_Task statement_
Count the lines of the records that include the string "hillside". Give only the number.

----- Given records

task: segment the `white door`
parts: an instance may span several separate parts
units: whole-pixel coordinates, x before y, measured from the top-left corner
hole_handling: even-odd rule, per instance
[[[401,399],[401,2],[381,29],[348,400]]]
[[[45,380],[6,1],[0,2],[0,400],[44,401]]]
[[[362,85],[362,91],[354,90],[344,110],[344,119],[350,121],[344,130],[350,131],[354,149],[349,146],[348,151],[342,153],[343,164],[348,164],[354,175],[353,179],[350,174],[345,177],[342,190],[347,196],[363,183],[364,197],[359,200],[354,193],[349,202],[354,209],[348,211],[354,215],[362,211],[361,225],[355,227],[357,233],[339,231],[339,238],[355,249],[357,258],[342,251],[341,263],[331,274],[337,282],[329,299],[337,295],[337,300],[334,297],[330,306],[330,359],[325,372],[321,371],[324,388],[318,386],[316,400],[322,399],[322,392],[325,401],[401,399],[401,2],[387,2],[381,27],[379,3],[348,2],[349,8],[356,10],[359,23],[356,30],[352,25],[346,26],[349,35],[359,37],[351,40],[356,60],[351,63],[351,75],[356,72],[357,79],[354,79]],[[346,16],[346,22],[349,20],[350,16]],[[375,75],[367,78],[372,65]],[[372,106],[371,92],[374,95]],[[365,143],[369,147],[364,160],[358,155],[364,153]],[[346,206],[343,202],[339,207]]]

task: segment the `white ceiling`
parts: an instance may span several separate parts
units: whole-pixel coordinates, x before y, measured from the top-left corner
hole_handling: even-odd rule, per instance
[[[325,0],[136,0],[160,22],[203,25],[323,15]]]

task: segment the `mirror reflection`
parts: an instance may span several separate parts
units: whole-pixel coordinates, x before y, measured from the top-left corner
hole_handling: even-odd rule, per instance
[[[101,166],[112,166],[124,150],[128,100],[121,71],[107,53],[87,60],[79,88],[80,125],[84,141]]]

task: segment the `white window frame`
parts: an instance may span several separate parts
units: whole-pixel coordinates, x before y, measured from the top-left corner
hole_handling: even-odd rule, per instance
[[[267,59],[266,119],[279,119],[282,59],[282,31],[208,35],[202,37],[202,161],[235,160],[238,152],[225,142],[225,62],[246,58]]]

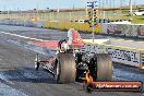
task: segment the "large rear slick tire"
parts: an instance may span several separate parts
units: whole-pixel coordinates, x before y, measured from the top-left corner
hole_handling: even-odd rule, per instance
[[[97,58],[97,81],[112,80],[112,60],[109,55],[98,53]]]
[[[57,83],[74,83],[76,64],[73,53],[59,53],[57,59]]]

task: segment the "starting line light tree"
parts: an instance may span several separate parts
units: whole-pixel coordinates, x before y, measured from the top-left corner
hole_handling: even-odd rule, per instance
[[[94,27],[98,27],[98,10],[95,9],[97,1],[87,2],[88,10],[88,25],[93,28],[93,43],[94,43]]]

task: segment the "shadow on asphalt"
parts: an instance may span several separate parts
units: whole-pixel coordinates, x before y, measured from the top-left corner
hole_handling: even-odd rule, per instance
[[[16,68],[0,71],[1,73],[8,81],[57,84],[52,75],[41,69],[36,71],[34,68]]]

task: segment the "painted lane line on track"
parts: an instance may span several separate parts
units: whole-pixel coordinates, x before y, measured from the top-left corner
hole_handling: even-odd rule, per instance
[[[11,35],[11,36],[31,39],[31,40],[37,40],[37,41],[49,41],[49,40],[44,40],[44,39],[38,39],[38,38],[26,37],[26,36],[17,35],[17,34],[11,34],[11,33],[7,33],[7,32],[0,32],[0,34]]]

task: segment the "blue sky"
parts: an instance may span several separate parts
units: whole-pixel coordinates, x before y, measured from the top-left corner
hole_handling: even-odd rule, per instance
[[[0,0],[0,10],[32,10],[32,9],[64,9],[64,8],[84,8],[86,0]],[[93,0],[87,0],[93,1]],[[129,0],[97,0],[103,2],[105,5],[120,5],[128,4]],[[132,0],[133,3],[144,4],[144,0]]]

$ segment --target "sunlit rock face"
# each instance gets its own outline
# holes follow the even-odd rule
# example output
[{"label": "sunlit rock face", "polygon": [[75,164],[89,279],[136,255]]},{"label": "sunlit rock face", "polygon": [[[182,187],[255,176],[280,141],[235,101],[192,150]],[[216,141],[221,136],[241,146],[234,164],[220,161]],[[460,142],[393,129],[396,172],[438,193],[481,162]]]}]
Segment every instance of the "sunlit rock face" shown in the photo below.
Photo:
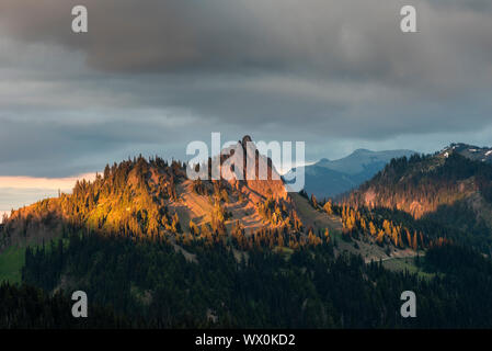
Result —
[{"label": "sunlit rock face", "polygon": [[[219,168],[218,159],[213,167]],[[250,136],[244,136],[222,150],[220,157],[221,178],[248,195],[253,202],[265,197],[287,199],[282,177],[272,160],[260,152]],[[218,172],[217,172],[218,173]]]}]

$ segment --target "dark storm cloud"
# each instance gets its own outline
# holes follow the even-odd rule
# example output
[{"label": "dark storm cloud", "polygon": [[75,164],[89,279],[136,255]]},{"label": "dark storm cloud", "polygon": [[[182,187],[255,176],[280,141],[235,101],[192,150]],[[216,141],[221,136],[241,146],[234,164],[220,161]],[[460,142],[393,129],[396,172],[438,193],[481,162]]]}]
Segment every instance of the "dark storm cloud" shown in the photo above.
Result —
[{"label": "dark storm cloud", "polygon": [[[417,34],[399,30],[403,1],[2,0],[0,173],[182,157],[210,132],[322,157],[341,139],[425,148],[415,135],[485,129],[490,1],[412,2]],[[76,4],[88,34],[70,31]]]}]

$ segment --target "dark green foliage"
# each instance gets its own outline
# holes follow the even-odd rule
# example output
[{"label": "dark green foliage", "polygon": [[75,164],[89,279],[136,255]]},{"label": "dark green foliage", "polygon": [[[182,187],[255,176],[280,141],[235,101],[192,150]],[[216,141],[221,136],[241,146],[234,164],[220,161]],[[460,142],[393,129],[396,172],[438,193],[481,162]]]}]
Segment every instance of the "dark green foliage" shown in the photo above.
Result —
[{"label": "dark green foliage", "polygon": [[48,296],[27,285],[0,285],[0,329],[85,329],[138,327],[108,308],[89,306],[88,318],[73,318],[73,302],[64,292]]},{"label": "dark green foliage", "polygon": [[[53,247],[30,251],[26,283],[53,291],[65,278],[96,304],[150,327],[492,327],[489,315],[474,309],[492,302],[491,263],[472,251],[464,252],[460,262],[476,275],[458,271],[422,280],[366,264],[357,256],[334,259],[330,246],[301,248],[289,258],[250,250],[248,259],[238,260],[220,244],[195,245],[187,248],[195,261],[164,241],[93,234],[71,236],[65,249]],[[446,265],[433,250],[426,264]],[[415,319],[400,317],[405,290],[417,294]]]}]

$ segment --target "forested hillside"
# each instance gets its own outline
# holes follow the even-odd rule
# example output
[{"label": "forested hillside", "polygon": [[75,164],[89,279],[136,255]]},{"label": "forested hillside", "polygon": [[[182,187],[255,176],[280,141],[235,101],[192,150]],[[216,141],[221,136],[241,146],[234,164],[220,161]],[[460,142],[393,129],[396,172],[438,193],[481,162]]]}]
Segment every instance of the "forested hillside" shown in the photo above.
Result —
[{"label": "forested hillside", "polygon": [[[346,203],[396,218],[410,214],[420,227],[489,252],[492,244],[492,165],[449,150],[392,160]],[[386,208],[386,210],[384,210]]]}]

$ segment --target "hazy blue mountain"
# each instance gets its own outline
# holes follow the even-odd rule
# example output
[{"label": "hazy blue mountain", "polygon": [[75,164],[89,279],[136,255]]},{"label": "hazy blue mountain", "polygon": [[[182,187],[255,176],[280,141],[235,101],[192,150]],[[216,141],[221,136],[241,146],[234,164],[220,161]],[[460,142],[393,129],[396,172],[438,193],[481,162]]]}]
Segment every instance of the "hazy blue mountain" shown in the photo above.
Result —
[{"label": "hazy blue mountain", "polygon": [[415,151],[412,150],[371,151],[358,149],[339,160],[324,158],[314,165],[305,167],[305,190],[318,199],[333,197],[371,179],[392,158],[410,157],[413,154]]}]

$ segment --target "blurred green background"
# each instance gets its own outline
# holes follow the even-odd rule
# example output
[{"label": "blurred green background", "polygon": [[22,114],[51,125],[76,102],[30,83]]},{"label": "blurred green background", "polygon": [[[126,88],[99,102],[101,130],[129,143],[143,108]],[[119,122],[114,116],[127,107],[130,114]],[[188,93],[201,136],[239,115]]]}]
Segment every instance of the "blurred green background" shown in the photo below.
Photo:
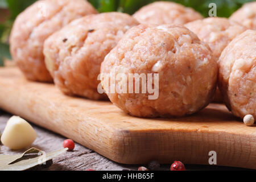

----------

_Result of this exercise_
4